EXERCICES —
A. D'après la chronique sur le projet Odyssey, quelle est la seule contrainte imposée aux participants ?
B. Indiquez si chacune des affirmations suivantes concorde avec la chronique sur le projet Odyssey : (i) Colossus est un magazine finlandais ; (ii) le thème « Spaghetti epic » illustre la mythologie finlandaise ; (iii) l'auteur estime que les premiers opus furent des échecs.
C. Poursuivez la chronique sur le projet Odyssey à partir de sa dernière phrase.

(2119 mots dans ce texte ) - lu : 731 Fois
Le magazine finlandais dédié au progressif Colossus organise depuis plusieurs années d’ambitieux projets musicaux rassemblant divers acteurs de ce courant autour d’un thème commun. Libre à chacun d’illustrer à sa façon une fraction de l’histoire, la seule contrainte imposée étant de n’utiliser que des sonorités qui existaient au cours des années 70, l’âge d’or du progressif est-il encore besoin de le rappeler. Après les thèmes "Kalevala (illustrant la mythologie finlandaises), "Spaghetti epic" (honorant les westerns façon Sergio Leone) et "The colossus of rhodes" (antique péplum à la gloire d’une des 7 merveilles du monde) et avant beaucoup d’autres (il suffit d’aller sur leur site pour s’apercevoir que ces gens-là ne sont pas à cours d’idées !), cet "Odyssey" peut-il aussi être considéré comme un bon millésime, ou alors atteint-on le fond du tonneau pour aboutir à une affreuse piquette ? En effet je considère pour ma part que les premiers opus furent de belles réussites, le résultat présenté par les groupes les moins talentueux étant amplement compensé par les merveilles offertes par les autres. On sent bien que ce rapprochement de musiciens venant d’horizons très divers, géographiquement comme stylistiquement, est l’occasion rêvée pour les moins connus de présenter une carte de visite afin de se faire connaître d’un plus grand public, et pour les autres de faire patienter les fans jusqu’au prochain album. Ce que je regrette, c’est que certaines formations (très peu heureusement) nous aient recasé leur long morceau sur leur album suivant !

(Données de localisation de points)
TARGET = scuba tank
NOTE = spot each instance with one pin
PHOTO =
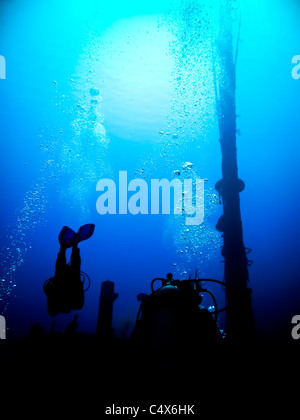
(171, 321)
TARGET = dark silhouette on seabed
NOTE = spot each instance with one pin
(176, 349)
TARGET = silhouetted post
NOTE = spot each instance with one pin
(240, 319)
(107, 298)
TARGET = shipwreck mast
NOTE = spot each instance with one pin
(240, 319)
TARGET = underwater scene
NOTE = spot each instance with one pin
(149, 159)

RÉPONSES PAR EXERCICE —
A. N'utiliser que des sonorités qui existaient au cours des années 70.

B.
(i) Oui : « Le magazine finlandais dédié au progressif Colossus ».
(ii) Non : « "Spaghetti epic" (honorant les westerns façon Sergio Leone) ».
(iii) Non : « les premiers opus furent de belles réussites ».

C.
L’histoire d’ "Odyssey" raconte donc l’Odyssée du célèbre Ulysse et ses amis (mais sans Nono le petit Robot) qui, plutôt fatigué après être sorti vainqueur de la guerre de Troie, n’a rien trouvé de mieux que de faire un immense périple au-delà des mers, jalonné comme il se doit d’épreuves physiques, mentales, sentimentales et accessoirement sexuelles (j’introduis volontairement ce terme ici pour relancer un peu l’attention du lecteur avachi et prêt à s’assoupir). Bref, vachement courageux le mec. Le récit est donc découpé sur 3 CDs, chacun présentant 3 groupes habilement répartis à travers le globe, et tous les morceaux tournent autour de 20 à 30 minutes, durée qui semble devenue la norme pour ces projets, puisque jusqu’à présent seul "Kalevala" était constitué de morceaux de durées très variées, permettant ainsi à plus de groupe d’y participer. Pour résumer, il s’agit sans doute de la réalisation la plus ambitieuse de Colossus.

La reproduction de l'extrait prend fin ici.